## WRITTEN TASK:
Everything from the line that contains "of the blue" through the last line of the listing must be copied exactly, with both of those lines included and no others.

--- EXTRACTED INFORMATION ---

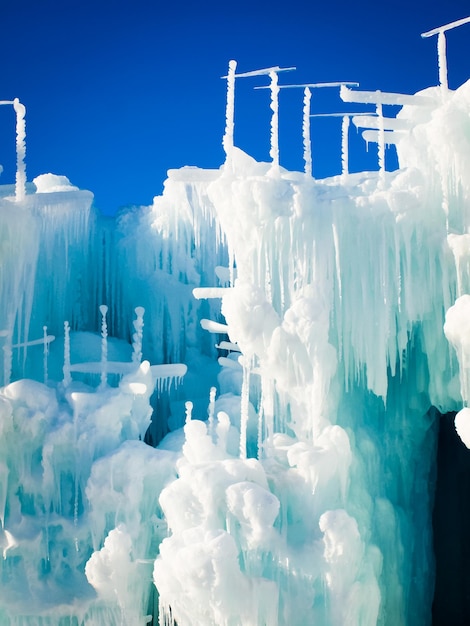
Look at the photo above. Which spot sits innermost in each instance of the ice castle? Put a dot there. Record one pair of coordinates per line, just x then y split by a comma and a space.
230, 408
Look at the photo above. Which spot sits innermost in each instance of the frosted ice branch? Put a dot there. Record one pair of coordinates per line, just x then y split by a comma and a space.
104, 346
138, 335
20, 110
274, 106
230, 110
306, 132
344, 134
66, 370
20, 189
272, 72
306, 112
441, 47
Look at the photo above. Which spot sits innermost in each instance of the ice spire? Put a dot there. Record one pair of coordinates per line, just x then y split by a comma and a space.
211, 410
230, 110
188, 411
66, 370
306, 132
274, 106
45, 353
272, 72
104, 346
138, 335
381, 134
20, 188
345, 145
441, 47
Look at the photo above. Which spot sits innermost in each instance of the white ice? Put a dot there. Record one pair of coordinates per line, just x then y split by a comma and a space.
278, 472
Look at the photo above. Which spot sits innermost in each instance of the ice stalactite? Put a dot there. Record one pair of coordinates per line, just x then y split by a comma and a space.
442, 60
67, 377
230, 111
137, 336
244, 407
381, 138
345, 145
306, 132
45, 354
20, 188
104, 346
274, 106
211, 411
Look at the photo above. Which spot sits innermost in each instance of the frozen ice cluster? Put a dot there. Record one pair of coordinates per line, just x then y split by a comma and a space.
222, 409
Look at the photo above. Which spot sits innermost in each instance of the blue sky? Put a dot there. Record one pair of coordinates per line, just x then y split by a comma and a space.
118, 92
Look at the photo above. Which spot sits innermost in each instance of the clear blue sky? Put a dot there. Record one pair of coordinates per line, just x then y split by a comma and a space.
118, 92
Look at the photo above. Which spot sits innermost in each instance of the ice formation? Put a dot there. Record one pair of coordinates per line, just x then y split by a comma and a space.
222, 409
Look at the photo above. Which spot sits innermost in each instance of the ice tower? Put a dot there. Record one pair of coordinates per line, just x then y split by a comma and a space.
224, 409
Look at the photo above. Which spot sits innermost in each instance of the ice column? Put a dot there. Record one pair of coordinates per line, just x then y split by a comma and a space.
104, 346
381, 142
344, 145
138, 335
274, 151
211, 410
230, 110
7, 361
442, 59
66, 370
188, 411
306, 132
45, 353
20, 188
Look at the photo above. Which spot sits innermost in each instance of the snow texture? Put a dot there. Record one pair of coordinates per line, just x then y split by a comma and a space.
259, 454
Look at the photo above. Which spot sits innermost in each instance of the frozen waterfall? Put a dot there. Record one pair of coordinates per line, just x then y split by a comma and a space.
223, 409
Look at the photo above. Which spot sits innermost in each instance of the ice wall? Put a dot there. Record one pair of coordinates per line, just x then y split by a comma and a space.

---

## COMPLETE OUTPUT:
Look at the photo above. Which spot sits innermost in each instance of the blue sky? Put a dot there. Record one pair of coordinates per line, just x then y split by a comma and a space.
118, 92
Look at the photo above. Which spot sits innermost in each instance of the clear blue sky? Put a dot there. Record one pair of coordinates per line, just x then y split by a comma and a space.
118, 92
Look at the photo above. Which spot sits innermost in each instance of the ice formation? Put a dot there. Record one pair of coordinates per line, just x then y split by a comma and a space.
222, 409
Look at the photo above. Which spot sits innermost in each instance of the ice tower? Put a dot there. Record one pair of coordinates per line, just x then y split by a comma and a space.
224, 409
Look at the photo above. Which spot sits innermost in each instance of the ice column? Put a dot there. Record one pair of coordinates per line, just x then y split by a comma and a space.
104, 346
381, 142
344, 145
138, 335
274, 151
211, 410
230, 110
7, 361
442, 59
66, 370
188, 411
306, 132
45, 353
20, 188
Look at the photo above. Which spot sits innermost in each instance of the snow texture? Put a dot there. Record one pair of coordinates per line, just x then y split by a comma and a space.
259, 454
Look at the photo above. Which spot sits innermost in each instance of the frozen waterfall? Put a dot there. Record one pair of coordinates per line, just x then y split by a comma and a space.
223, 409
Look at the photo above. Which spot sits innermost in each instance of the ice wall? Put a dot there. Record one pair of coordinates per line, just x then y split by a comma and a space.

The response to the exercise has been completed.